» Consignes:
**A.** Résumez sous forme de liste le paragraphe de l'extrait ci-dessous qui commence par « Le lieu qui devoit servir de théâtre », en gardant ses faits principaux.
**B.** Pour chaque affirmation, indiquez si elle concorde avec l'extrait ci-dessous en répondant par oui ou par non, avec à l'appui les mots décisifs de l'extrait : (i) le théâtre était préparé dans l'ancien salon ; (ii) les guéridons placés entre les paravents étaient en or ; (iii) l'amphithéâtre se trouvait dans la grande croisée qui regarde Paris.

» Extrait du texte:
--

Le lieu qui devoit servir de théâtre étoit préparé dans l’ancien salon. Des paravents d’une grande beauté, entre lesquels étoient des guéridons d’argent, portant des girandoles garnies de bougies, faisoient la décoration de ce théâtre. Entre chaque guéridon on voyoit des pots remplis de toutes sortes de fleurs avec des vases et des cuvettes d’argent. Au fond du théâtre, il y avoit une manière d’amphithéâtre dressé dans la grande croisée qui regarde Paris. Cet amphithéâtre étoit plein de girandoles garnies de bougies, de vases et d’autres ouvrages d’argent remplis de fleurs.

--

» Entrées d'un jeu de données de pointage:
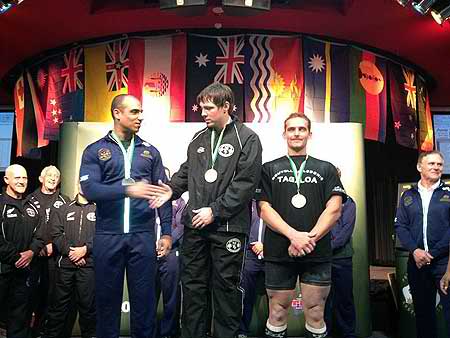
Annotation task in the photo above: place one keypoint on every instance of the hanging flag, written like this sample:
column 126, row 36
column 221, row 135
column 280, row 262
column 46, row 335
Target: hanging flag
column 65, row 94
column 19, row 103
column 106, row 76
column 273, row 77
column 29, row 117
column 34, row 115
column 424, row 114
column 404, row 104
column 214, row 59
column 327, row 88
column 157, row 76
column 368, row 93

--

» Corrigé:
**A.**
- Le théâtre était installé dans l'ancien salon.
- Il était décoré de très beaux paravents, entre lesquels se trouvaient des guéridons d'argent portant des girandoles garnies de bougies.
- Entre les guéridons se trouvaient des pots de fleurs variées, des vases et des cuvettes d'argent.
- Au fond, une sorte d'amphithéâtre était dressé dans la grande croisée qui regarde Paris.
- Cet amphithéâtre était rempli de girandoles garnies de bougies, de vases et d'autres ouvrages d'argent pleins de fleurs.

**B.**
(i) Oui : « Le lieu qui devoit servir de théâtre étoit préparé dans l’ancien salon. »
(ii) Non : « des guéridons d’argent ».
(iii) Oui : « une manière d’amphithéâtre dressé dans la grande croisée qui regarde Paris ».